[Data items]

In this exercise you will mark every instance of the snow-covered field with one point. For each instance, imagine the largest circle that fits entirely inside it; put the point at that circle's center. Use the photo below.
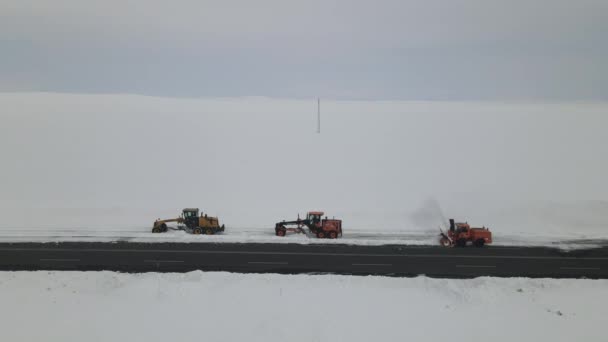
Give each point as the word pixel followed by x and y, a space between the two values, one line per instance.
pixel 105 166
pixel 106 306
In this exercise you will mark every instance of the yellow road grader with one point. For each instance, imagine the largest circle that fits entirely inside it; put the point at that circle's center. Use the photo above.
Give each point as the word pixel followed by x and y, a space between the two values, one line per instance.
pixel 191 222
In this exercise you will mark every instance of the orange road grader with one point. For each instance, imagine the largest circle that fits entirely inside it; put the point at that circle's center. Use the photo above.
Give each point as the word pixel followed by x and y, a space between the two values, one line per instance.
pixel 318 226
pixel 191 222
pixel 460 234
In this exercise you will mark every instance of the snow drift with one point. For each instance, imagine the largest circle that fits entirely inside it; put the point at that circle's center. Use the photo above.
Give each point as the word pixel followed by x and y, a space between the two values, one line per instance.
pixel 105 306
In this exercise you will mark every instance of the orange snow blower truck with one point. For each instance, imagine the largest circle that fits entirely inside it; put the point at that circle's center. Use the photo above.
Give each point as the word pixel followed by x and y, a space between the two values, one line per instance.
pixel 460 234
pixel 320 227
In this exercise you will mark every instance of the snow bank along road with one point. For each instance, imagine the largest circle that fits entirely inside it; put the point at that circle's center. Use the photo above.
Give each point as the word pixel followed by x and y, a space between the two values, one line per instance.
pixel 296 258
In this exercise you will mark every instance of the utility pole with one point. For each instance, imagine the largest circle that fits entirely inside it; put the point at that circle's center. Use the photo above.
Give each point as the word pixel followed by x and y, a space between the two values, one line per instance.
pixel 319 115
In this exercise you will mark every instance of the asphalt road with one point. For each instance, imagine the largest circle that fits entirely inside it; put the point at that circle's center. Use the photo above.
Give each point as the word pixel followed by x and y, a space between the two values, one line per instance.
pixel 295 258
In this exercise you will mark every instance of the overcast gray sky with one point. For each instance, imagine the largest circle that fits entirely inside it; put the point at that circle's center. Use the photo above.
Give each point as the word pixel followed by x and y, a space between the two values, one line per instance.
pixel 343 49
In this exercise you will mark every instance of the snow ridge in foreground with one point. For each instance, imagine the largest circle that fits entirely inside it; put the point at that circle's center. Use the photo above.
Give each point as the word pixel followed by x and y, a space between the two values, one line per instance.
pixel 266 307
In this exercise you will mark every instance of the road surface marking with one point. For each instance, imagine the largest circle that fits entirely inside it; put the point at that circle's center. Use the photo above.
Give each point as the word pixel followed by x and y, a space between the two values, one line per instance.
pixel 80 250
pixel 475 266
pixel 163 261
pixel 372 264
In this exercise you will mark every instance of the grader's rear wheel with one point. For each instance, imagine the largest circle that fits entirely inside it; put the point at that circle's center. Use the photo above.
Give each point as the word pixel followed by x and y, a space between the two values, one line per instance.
pixel 479 243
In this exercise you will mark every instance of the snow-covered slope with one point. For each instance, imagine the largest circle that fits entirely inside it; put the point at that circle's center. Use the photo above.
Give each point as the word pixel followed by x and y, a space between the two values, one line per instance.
pixel 117 162
pixel 105 306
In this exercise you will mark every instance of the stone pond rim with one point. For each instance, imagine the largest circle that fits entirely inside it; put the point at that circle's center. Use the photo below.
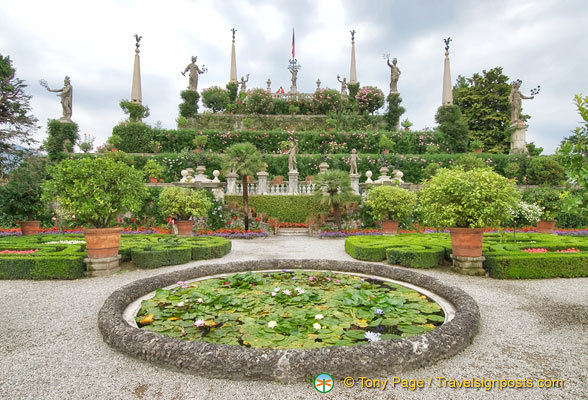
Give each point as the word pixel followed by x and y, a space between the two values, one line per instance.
pixel 289 365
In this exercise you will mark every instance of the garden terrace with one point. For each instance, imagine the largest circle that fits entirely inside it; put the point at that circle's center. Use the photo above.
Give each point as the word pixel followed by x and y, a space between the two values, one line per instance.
pixel 531 256
pixel 45 257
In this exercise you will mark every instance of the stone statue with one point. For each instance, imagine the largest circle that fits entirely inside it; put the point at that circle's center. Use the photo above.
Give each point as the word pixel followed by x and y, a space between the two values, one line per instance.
pixel 515 100
pixel 394 75
pixel 66 97
pixel 243 83
pixel 292 157
pixel 353 159
pixel 194 72
pixel 343 84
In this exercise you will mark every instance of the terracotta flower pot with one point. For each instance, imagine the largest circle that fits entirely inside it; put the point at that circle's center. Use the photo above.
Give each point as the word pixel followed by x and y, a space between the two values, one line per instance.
pixel 466 242
pixel 390 226
pixel 185 227
pixel 102 242
pixel 545 226
pixel 30 228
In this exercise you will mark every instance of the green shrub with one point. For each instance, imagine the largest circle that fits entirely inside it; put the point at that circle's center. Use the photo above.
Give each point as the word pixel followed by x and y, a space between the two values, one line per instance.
pixel 136 137
pixel 467 199
pixel 215 98
pixel 95 189
pixel 547 198
pixel 61 138
pixel 189 105
pixel 545 170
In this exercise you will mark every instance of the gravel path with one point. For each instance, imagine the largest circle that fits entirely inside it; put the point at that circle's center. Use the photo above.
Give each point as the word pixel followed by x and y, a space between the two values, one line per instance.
pixel 50 347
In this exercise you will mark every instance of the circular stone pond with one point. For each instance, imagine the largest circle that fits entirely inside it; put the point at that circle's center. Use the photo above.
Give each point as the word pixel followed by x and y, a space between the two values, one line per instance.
pixel 240 361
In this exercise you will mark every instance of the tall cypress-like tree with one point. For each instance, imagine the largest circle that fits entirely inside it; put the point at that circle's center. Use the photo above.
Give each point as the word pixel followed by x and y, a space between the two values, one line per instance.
pixel 483 101
pixel 16 122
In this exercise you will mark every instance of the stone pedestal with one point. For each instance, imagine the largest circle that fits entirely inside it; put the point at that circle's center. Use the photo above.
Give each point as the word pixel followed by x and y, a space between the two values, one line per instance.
pixel 262 182
pixel 293 182
pixel 468 265
pixel 231 183
pixel 102 266
pixel 518 142
pixel 355 183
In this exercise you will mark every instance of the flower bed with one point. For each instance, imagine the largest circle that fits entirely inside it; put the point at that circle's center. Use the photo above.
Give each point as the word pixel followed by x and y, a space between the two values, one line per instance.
pixel 63 259
pixel 531 256
pixel 289 309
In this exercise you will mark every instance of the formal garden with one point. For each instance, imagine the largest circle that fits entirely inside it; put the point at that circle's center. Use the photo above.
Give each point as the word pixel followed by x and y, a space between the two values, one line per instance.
pixel 268 164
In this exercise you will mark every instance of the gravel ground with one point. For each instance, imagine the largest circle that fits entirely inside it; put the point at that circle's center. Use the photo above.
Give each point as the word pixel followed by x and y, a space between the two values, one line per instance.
pixel 50 347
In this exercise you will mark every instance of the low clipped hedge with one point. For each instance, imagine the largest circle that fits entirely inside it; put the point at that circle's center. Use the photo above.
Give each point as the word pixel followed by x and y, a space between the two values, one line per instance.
pixel 505 259
pixel 65 261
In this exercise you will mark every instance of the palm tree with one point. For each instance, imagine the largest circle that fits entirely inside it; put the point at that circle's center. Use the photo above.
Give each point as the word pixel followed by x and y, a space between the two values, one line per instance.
pixel 333 188
pixel 243 159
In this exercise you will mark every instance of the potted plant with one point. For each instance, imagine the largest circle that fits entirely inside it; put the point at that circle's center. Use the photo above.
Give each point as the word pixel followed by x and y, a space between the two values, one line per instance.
pixel 467 202
pixel 95 190
pixel 184 203
pixel 21 196
pixel 476 146
pixel 389 204
pixel 153 170
pixel 549 200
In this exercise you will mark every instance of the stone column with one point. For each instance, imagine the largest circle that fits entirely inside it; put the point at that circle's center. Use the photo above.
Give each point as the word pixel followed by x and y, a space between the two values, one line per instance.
pixel 518 142
pixel 262 182
pixel 232 183
pixel 293 182
pixel 355 183
pixel 136 90
pixel 447 97
pixel 353 69
pixel 233 77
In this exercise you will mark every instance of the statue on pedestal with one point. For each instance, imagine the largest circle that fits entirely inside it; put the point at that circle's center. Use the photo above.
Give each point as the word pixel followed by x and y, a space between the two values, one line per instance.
pixel 194 72
pixel 394 75
pixel 66 97
pixel 243 83
pixel 515 100
pixel 292 157
pixel 353 159
pixel 343 84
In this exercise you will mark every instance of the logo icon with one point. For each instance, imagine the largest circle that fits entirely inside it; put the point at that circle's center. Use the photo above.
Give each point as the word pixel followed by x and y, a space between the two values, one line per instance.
pixel 324 383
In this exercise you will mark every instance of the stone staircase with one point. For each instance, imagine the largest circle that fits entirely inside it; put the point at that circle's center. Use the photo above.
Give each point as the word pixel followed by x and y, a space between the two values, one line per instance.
pixel 293 232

• _Task to carry out_
Repeat, exactly as they stand above, the lines from the line with "In this exercise you will mark every instance of the road" to the line with "In this exercise you will mark every instance of the grader's", both lines included.

• _Written answer_
In this exercise you will mark every instance of the road surface marking with one point. For each instance, imagine the largest circle that fits entirely inside it; put the point at that circle's center. Use the photo above.
Give each point as the word pixel followed by x and y, a space between the two values, one line per instance.
pixel 80 250
pixel 475 266
pixel 163 261
pixel 372 264
In this exercise you will mark every instance of the grader's rear wheel with one point. For each instance, imagine the largest circle that fits entirely inside it; put the point at that circle's center. Use the photo above.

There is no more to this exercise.